Researchers from South Korea’s Electronics and Telecommunications Research Institute demoed a new wireless technology this week that could enable better device-to-device (D2D) communications, allowing smart gadgets such as phones to link to one another without going through a base station. Many researchers believe that D2D capability will be a key feature in the next generation of wireless networks after 4G LTE and LTE-Advanced. It could help decongest overloaded base stations and usher in new applications, such as screening a video clip on a big screen while it's actually stored on your phone, or downloading the service manual directly from your smart car.

Now, I know what you’re thinking: Don’t D2D technologies already exist? Sure they do. You may be scrolling through this story using a Bluetooth-connected mouse. Perhaps you bought a cup of coffee this morning by tapping your smartphone to a near field communication (NFC)-enabled cash register. Other D2D standards already available or in the works include Wi-Fi Direct, LTE Direct, and Peer Awareness Communications.

But these technologies have yet to catch on in a big way. And maybe for good reason. Surveys show that users don’t particularly like touching their phones to things or scanning a list of available devices to connect with the one they want, which Wi-Fi Direct and most other D2D technologies require. Most people find all that tapping, scrolling, and clicking to be physically demanding, annoying, or just plain awkward. Given the choice, we would much rather engage with smart objects simply by pointing our smartphones or tablets at them—or better yet, by looking at them, such as with smart glasses.

But here’s the problem: In order to connect with, say, a smart poster or with your friend’s television, your phone must know its ID, such as an IP address or a given nickname. Without knowing this information or making you select it from a list, how would your phone identify the device you’re pointing it at?

The South Korean team, led by Young-Hoon Kim, devised a solution using a novel beamforming technique. Dubbed “Look And Link,” it uses an array of antennas to direct a phone’s transmissions toward the correct receiving device. The demo took place on Wednesday at an IEEE wireless standards meeting in Los Angeles.

━━━━━━━━━━

• _Exercise requirements_
1/ Rewrite the D2D passage from "But these technologies" up to and including "with smart glasses.", changing "tablets" to "laptops".
2/ In the D2D passage, where did the Look And Link demo take place?
3/ What does the D2D passage say, in two sentences?

• _Given records_
━━━━━━━━━━

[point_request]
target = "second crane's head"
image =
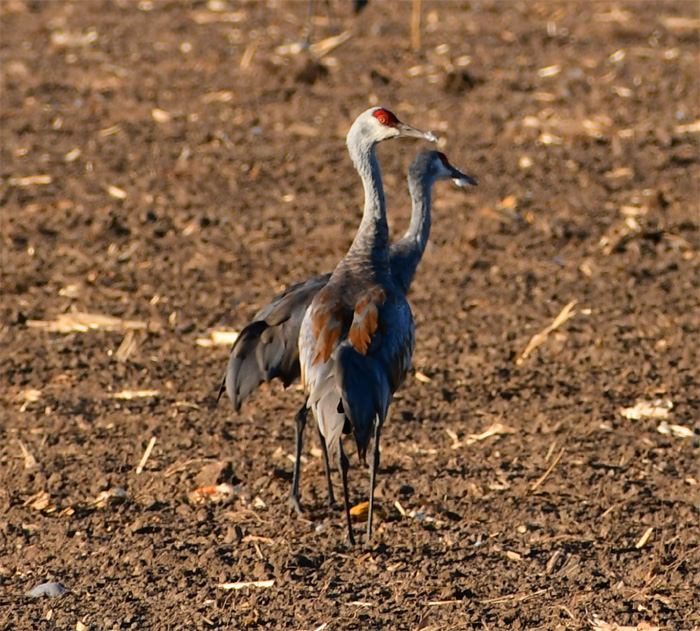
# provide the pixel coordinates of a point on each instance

━━━━━━━━━━

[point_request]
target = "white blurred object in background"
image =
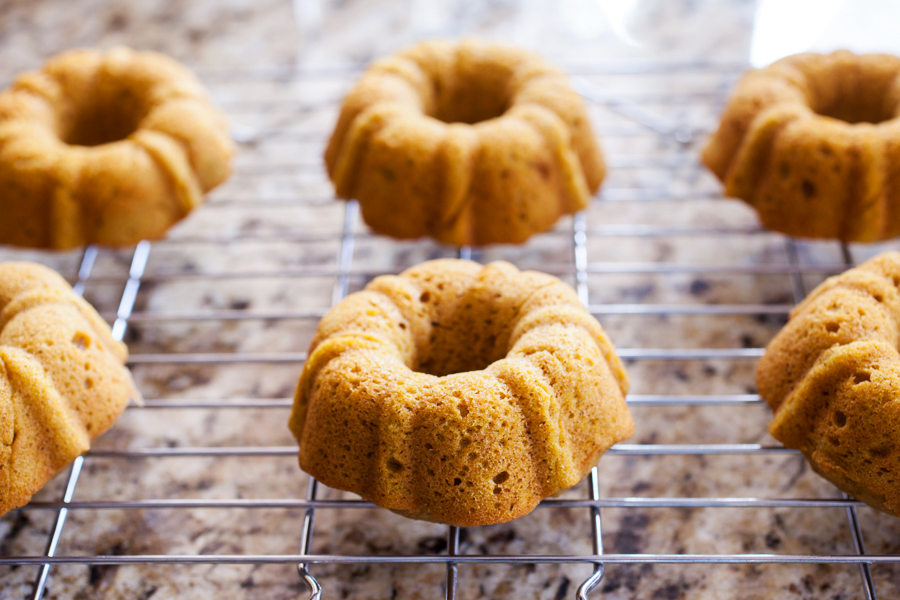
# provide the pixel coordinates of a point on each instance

━━━━━━━━━━

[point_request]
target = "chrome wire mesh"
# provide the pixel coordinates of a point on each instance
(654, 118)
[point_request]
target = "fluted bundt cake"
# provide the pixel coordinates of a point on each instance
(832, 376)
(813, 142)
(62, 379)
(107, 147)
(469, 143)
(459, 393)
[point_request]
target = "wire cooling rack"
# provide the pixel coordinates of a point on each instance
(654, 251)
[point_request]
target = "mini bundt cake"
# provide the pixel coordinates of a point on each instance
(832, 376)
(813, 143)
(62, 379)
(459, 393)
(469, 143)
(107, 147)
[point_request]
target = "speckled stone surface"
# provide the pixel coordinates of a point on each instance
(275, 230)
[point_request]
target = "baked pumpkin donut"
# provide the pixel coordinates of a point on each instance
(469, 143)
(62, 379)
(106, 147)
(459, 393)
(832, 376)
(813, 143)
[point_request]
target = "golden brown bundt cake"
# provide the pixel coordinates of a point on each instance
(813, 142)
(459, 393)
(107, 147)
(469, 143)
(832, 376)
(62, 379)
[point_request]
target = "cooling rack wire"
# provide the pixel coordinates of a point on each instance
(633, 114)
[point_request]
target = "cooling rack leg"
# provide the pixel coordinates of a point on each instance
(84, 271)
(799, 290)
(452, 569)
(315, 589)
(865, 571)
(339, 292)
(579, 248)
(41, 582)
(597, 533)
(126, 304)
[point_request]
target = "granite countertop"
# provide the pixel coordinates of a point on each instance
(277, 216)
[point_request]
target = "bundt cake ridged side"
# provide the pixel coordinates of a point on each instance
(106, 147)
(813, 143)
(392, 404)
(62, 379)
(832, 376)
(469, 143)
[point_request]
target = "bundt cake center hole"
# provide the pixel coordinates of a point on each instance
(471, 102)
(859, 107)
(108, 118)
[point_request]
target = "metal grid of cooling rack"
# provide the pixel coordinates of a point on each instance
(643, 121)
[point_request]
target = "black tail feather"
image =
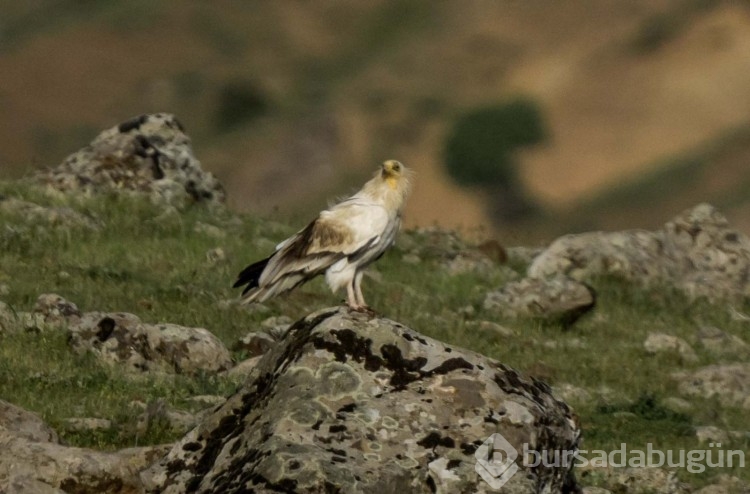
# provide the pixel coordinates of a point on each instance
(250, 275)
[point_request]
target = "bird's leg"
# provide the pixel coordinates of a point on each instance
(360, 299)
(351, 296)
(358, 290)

━━━━━━━━━━

• _Solutions_
1/
But these technologies have yet to catch on in a big way. And maybe for good reason. Surveys show that users don’t particularly like touching their phones to things or scanning a list of available devices to connect with the one they want, which Wi-Fi Direct and most other D2D technologies require. Most people find all that tapping, scrolling, and clicking to be physically demanding, annoying, or just plain awkward. Given the choice, we would much rather engage with smart objects simply by pointing our smartphones or laptops at them—or better yet, by looking at them, such as with smart glasses.

2/ At an IEEE wireless standards meeting in Los Angeles.

3/ Researchers at South Korea's Electronics and Telecommunications Research Institute demoed a wireless technology that could improve device-to-device communication, which many see as a key feature of networks after 4G LTE. Existing D2D technologies have not caught on because users dislike tapping or picking devices from a list, so the team devised "Look And Link," a beamforming technique that uses an antenna array to direct a phone's transmissions toward the correct device.